(Entries taken from a collection)
------------------------
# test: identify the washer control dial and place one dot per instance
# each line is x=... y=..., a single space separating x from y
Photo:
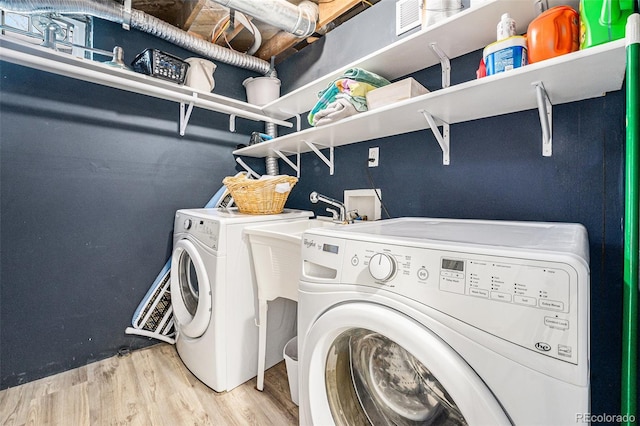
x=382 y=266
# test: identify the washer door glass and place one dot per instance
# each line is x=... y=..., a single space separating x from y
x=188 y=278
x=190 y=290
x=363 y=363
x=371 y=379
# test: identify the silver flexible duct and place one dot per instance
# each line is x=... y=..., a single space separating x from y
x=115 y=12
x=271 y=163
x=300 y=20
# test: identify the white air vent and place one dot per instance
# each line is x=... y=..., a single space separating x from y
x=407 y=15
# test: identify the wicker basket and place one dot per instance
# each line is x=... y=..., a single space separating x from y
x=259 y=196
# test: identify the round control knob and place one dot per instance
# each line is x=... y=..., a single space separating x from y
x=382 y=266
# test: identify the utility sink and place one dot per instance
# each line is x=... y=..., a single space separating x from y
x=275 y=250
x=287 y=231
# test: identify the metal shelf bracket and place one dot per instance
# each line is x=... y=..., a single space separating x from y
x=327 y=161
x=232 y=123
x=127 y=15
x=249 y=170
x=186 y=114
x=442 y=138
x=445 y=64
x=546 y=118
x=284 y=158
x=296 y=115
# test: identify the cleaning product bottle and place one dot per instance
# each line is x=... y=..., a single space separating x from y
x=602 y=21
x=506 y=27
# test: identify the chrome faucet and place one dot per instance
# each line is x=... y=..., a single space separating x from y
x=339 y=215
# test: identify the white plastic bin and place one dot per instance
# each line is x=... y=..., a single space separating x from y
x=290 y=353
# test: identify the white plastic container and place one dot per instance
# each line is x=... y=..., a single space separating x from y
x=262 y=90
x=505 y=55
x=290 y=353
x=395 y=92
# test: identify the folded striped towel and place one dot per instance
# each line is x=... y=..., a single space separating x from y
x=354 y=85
------------------------
Quote in full the listing given above; the images are to be left out.

▶ Answer to the problem
# test: identify the washer control dial and place one dot per instance
# each line is x=... y=..., a single space separating x from y
Photo:
x=382 y=266
# test: identify the washer door glass and place one dot per instance
# each line is x=... y=..., a single space separating x from y
x=188 y=278
x=190 y=290
x=363 y=363
x=371 y=379
# test: identify the silver flexible duct and place one dot per instance
# each line is x=... y=..., a single space separating x from y
x=115 y=12
x=271 y=163
x=300 y=20
# test: identify the white air vent and place one dot per instance
# each line is x=... y=..., a single space separating x from y
x=407 y=15
# test: identify the wicker basket and place one dot per instance
# each line is x=... y=..., a single space separating x from y
x=259 y=196
# test: identify the round control knob and place one dot per instance
# each line is x=... y=..., a single space separating x from y
x=382 y=266
# test: identify the utility sink and place one dot per instance
# each line is x=... y=..., a single space separating x from y
x=275 y=250
x=287 y=231
# test: identify the metal shelf bracket and place one dot per instance
# each line is x=... y=..., a single space separating x from y
x=327 y=161
x=232 y=123
x=127 y=15
x=249 y=170
x=186 y=114
x=442 y=138
x=445 y=64
x=546 y=118
x=284 y=158
x=296 y=115
# test: identify the cleaning product bottle and place one dot per instance
# each line is x=... y=..., a single space separating x from y
x=602 y=21
x=506 y=27
# test: identify the chrome faucet and place one dot per instance
# each line is x=... y=..., a single space separating x from y
x=339 y=215
# test: identify the white plastic bin and place one dot per instance
# each line is x=... y=..., a single space separating x from y
x=290 y=353
# test: identify the white plastic container and place one dot per instance
# each line is x=... y=..., a single space separating x from y
x=262 y=90
x=505 y=55
x=290 y=353
x=395 y=92
# test: identify the folded striped towel and place one dot per instance
# each line is x=... y=..., a single space separating x from y
x=354 y=85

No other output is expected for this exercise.